Trecho do documento →
━━━
O ano em questão que será analisado neste último texto desse especial será o de 1973, considerado por muitas pessoas, um ano extremamente agitado, fértil, impactante, emocionante e criativo que pode ser analisado em várias camadas culturais e sociais. Porém, o que será analisado será o Brasil e a música brasileira que vivia uma safra já em anos antes como 1972 um período prolifero, eclético e grande com muita qualidade.
O quinto álbum a ser falado nesse especial será o autointitulado ou simplesmente “Álbum branco” de João Gilberto.
A Bossa Nova possui uma importância gigantesca para a música brasileira e também para a música mundial. O gênero/movimento musical surgiu na década de 1950 no Brasil após seus membros misturarem de forma fina o Samba e o Jazz em um som que transmite poesia para a alma, leveza para os ouvidos e aconchego para o coração em músicas, discos e artistas que trazem profundidade, versatilidade e intensidade visando influenciar, impactar e emocionar gerações de pessoas pela sua forte personalidade artística.
Como dito no parágrafo anterior, a Bossa Nova surgiu no Brasil na década de 1950. Um de seus marcos iniciais foi o sensacional disco “Canção do Amor Demais” da inesquecível cantora Elizeth Cardoso, onde teve composições do músico Antônio Carlos Jobim (mais conhecido como Tom Jobim) e do poeta Vinicius de Moraes. Entretanto, nas faixas, se ouvia um som diferente e suingado de violão que revolucionariam o gênero musical e também a música brasileira. Esse violão era tocado por João Gilberto que era considerado por muitos um verdadeiro mestre musical.
Nascido no dia 10 de junho de 1931, o baiano ao ver a repercussão da “Canção do Amor Demais”, resolveu gravar e lançar através da gravadora Odeon, seu primeiro disco que é o magnífico “Chega de Saudade” em 1959, que é influente até os dias de hoje para a música. O jeito suingado de tocar juntamente com uma voz calma e serena juntamente de João Gilberto com as composições e arranjos de Antônio Carlos Jobim proporcionaram ao “Chega de Saudade” um status de magnitude gigantesca a ponto de ele ser um gênero musical internacionalmente amado e reconhecido, principalmente quando João deu mais Jazz para Bossa Nova e consequentemente uma visibilidade mundial e atemporal quando em 1964 ele gravou e lançou “Getz/Gilberto” onde ele fez essa obra-prima musical com Antônio Carlos Jobim, a bela cantora Astrud Gilberto e o renomado saxofonista estadunidense Stan Getz.
Quando chega o ano de 1973, o baiano já estava consolidado na música por lançar, até então, discos ótimos e referenciais a ponto de competir de igual para igual com a beatlemania, onde ambos proporcionaram trabalhos espetaculares. Mas na década de 1970, os Beatles não estavam mais em atividade e artistas de Rock surgiam cada vez mais para ampliar o gênero musical com nomes como The Who, David Bowie, Pink Floyd, Led Zeppelin, The Doors e Jimi Hendrix.
━━━
Devolva sem nenhuma alteração a parte do trecho sobre João Gilberto que vai de "O quinto álbum" a "forte personalidade artística.". As linhas não têm relação com o trecho sobre João Gilberto.
━━━
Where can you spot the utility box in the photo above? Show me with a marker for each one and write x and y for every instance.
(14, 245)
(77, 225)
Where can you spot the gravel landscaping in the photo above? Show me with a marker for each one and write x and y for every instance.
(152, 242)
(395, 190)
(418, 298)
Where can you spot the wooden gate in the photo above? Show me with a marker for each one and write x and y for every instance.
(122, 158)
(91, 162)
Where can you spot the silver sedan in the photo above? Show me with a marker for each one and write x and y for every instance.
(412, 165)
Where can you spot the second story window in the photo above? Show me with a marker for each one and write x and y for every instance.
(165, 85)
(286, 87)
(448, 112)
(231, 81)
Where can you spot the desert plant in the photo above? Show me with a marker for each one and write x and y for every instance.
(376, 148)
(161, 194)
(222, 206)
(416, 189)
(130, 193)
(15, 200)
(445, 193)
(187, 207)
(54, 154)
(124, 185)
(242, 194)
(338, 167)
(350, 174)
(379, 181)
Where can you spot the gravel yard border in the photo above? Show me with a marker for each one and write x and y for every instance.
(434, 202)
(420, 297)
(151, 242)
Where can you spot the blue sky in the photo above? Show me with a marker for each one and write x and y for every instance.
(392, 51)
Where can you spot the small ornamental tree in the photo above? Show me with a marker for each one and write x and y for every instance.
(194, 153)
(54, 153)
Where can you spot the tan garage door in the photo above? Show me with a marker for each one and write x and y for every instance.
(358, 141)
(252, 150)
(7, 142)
━━━
Resposta escrita →
O quinto álbum a ser falado nesse especial será o autointitulado ou simplesmente “Álbum branco” de João Gilberto.
A Bossa Nova possui uma importância gigantesca para a música brasileira e também para a música mundial. O gênero/movimento musical surgiu na década de 1950 no Brasil após seus membros misturarem de forma fina o Samba e o Jazz em um som que transmite poesia para a alma, leveza para os ouvidos e aconchego para o coração em músicas, discos e artistas que trazem profundidade, versatilidade e intensidade visando influenciar, impactar e emocionar gerações de pessoas pela sua forte personalidade artística.